What to produce
Print the listing once more, exactly as written.

Supplied information
%%
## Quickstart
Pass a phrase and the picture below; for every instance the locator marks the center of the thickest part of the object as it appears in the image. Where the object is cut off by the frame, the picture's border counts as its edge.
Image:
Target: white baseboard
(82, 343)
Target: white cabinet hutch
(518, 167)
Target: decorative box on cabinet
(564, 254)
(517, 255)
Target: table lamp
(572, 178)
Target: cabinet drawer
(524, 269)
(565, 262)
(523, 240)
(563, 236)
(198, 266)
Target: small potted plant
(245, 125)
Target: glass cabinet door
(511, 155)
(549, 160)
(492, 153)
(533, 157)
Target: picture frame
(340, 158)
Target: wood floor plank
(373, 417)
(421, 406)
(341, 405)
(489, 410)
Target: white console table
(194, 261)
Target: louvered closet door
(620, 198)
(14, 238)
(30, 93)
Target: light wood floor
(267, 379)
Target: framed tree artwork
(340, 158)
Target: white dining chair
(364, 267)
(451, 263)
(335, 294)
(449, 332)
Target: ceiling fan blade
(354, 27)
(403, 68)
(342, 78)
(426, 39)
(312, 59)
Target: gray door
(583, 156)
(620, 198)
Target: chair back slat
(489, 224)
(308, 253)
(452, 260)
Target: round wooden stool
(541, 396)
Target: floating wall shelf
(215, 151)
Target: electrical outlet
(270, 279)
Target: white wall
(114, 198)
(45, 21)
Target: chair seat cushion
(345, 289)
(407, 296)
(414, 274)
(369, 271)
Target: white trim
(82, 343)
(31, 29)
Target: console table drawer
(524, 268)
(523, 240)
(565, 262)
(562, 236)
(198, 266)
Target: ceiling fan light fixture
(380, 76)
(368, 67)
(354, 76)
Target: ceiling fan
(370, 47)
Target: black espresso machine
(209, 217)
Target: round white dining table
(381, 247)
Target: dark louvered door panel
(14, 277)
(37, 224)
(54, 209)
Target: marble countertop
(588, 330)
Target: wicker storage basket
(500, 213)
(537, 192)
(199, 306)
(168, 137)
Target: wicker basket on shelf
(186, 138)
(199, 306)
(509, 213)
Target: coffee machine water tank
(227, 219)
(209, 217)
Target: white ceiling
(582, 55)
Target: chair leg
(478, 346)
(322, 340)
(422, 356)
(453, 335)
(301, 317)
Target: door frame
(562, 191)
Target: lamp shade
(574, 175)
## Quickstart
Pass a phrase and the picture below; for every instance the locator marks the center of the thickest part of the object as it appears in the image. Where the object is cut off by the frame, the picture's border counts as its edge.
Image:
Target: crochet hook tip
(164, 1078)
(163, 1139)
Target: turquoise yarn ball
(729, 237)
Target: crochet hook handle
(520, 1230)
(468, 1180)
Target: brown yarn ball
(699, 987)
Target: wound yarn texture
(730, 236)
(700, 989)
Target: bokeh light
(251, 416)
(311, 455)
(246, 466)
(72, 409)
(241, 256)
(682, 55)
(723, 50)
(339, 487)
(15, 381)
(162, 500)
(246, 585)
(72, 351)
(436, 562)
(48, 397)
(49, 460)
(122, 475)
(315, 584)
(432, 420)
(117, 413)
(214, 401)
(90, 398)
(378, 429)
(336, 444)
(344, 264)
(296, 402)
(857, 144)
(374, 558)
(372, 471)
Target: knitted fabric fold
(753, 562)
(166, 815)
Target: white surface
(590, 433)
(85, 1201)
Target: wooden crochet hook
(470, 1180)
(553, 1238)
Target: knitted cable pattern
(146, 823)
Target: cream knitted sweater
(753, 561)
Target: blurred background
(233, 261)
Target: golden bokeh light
%%
Task solution
## Quickstart
Pass a phrase and the picture below; for every instance the locator marks the center of the thickest part of the object as it appears in the image. Where the object is cut off by the frame, the picture's border counts as its edge.
Image:
Target: white baseboard
(82, 343)
Target: white cabinet hutch
(518, 167)
Target: decorative box on cabinet
(564, 254)
(517, 255)
Target: table lamp
(572, 178)
Target: cabinet drawer
(524, 269)
(565, 262)
(523, 240)
(563, 236)
(198, 266)
Target: small potted plant
(245, 125)
Target: glass cabinet door
(511, 155)
(549, 160)
(492, 153)
(533, 157)
Target: picture frame
(340, 158)
Target: wood floor plank
(373, 417)
(421, 406)
(341, 405)
(489, 410)
Target: white console table
(194, 261)
Target: louvered closet door
(620, 198)
(14, 238)
(30, 93)
Target: light wood floor
(267, 379)
Target: framed tree artwork
(340, 158)
Target: white dining chair
(364, 267)
(451, 263)
(335, 294)
(449, 332)
Target: ceiling fan blade
(354, 27)
(403, 68)
(342, 78)
(426, 39)
(312, 59)
Target: gray door
(583, 156)
(620, 198)
Target: chair back slat
(489, 224)
(308, 253)
(452, 260)
Target: round wooden stool
(541, 396)
Target: floating wall shelf
(215, 151)
Target: electrical outlet
(270, 279)
Target: white wall
(114, 198)
(45, 21)
Target: chair seat cushion
(345, 289)
(407, 296)
(414, 274)
(369, 271)
Target: white trim
(82, 343)
(31, 29)
Target: console table drawer
(524, 268)
(523, 240)
(565, 262)
(562, 236)
(198, 266)
Target: ceiling fan light fixture
(380, 76)
(368, 67)
(354, 76)
Target: ceiling fan
(370, 47)
Target: black espresso machine
(209, 217)
Target: round white dining table
(381, 247)
Target: dark louvered door panel
(14, 277)
(37, 224)
(54, 209)
Target: marble countertop
(588, 330)
Target: wicker storage basket
(500, 213)
(537, 192)
(199, 306)
(168, 137)
Target: wicker basket on shelf
(186, 138)
(199, 306)
(509, 213)
Target: coffee machine water tank
(227, 219)
(209, 217)
Target: white ceiling
(582, 55)
Target: chair leg
(478, 346)
(322, 340)
(422, 356)
(453, 335)
(301, 317)
Target: door frame
(562, 191)
Target: lamp shade
(574, 175)
## Quickstart
Pass a phrase and the picture below; for every instance the locator marks the center of the thickest part of the object as it appears in the image. Where the object is cut off by the frame, the picture's border counts as its edge.
Image:
Target: crochet hook tip
(164, 1078)
(163, 1139)
Target: turquoise yarn ball
(729, 237)
Target: crochet hook handle
(520, 1230)
(468, 1180)
Target: brown yarn ball
(699, 987)
Target: wound yarn texture
(730, 236)
(700, 989)
Target: bokeh light
(251, 416)
(311, 455)
(246, 466)
(72, 409)
(241, 256)
(682, 55)
(723, 50)
(339, 487)
(15, 381)
(162, 500)
(246, 585)
(72, 351)
(436, 562)
(48, 397)
(49, 460)
(122, 475)
(315, 584)
(432, 420)
(117, 413)
(214, 401)
(90, 398)
(378, 429)
(336, 444)
(344, 264)
(296, 402)
(857, 144)
(374, 558)
(372, 471)
Target: knitted fabric fold
(753, 562)
(166, 815)
Target: white surface
(590, 433)
(85, 1201)
Target: wooden crochet hook
(470, 1180)
(553, 1238)
Target: knitted cable pattern
(146, 823)
Target: cream knitted sweater
(753, 561)
Target: blurred background
(233, 261)
Target: golden bokeh light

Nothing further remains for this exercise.